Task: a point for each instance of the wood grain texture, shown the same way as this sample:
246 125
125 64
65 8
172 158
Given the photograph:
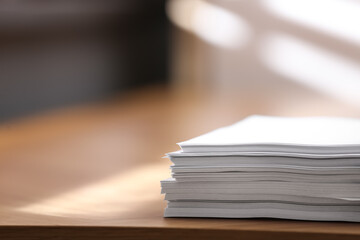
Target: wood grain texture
93 172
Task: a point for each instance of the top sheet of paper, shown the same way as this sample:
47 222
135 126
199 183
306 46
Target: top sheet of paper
259 133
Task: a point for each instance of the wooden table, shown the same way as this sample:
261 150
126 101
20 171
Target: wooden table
93 172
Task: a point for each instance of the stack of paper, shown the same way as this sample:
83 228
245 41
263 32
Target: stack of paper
295 168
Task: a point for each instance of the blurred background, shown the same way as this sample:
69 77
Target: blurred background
93 93
290 54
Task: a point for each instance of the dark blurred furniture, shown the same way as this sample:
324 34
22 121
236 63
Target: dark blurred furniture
93 172
55 53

============

### Your task
Set down all of the entries exactly. Leave the pictures out.

### Output for this exercise
Task: a point for each instance of the wood grain texture, shown the same way as this sample:
246 125
125 64
65 8
172 158
Given the photograph:
Target: wood grain texture
93 172
Task: a point for each instance of the top sheet of paper, shown the same way as this sample:
47 222
135 126
199 183
306 46
Target: top sheet of paper
259 133
Task: a point for each instance of the wooden table, shown the same way as this sample:
261 150
126 101
20 171
Target: wooden table
93 172
Task: a point for each instance of the stack of paper, shown the same way as this sample:
83 228
245 41
263 32
Target: stack of paper
295 168
Task: a point for each instance of the blurred background, shown the same way as this sample:
69 77
Target: blurred background
93 93
290 54
Task: a point for each instance of the dark blurred furniture, shown the same way as this sample:
324 34
22 121
236 63
Target: dark blurred furniture
93 172
55 53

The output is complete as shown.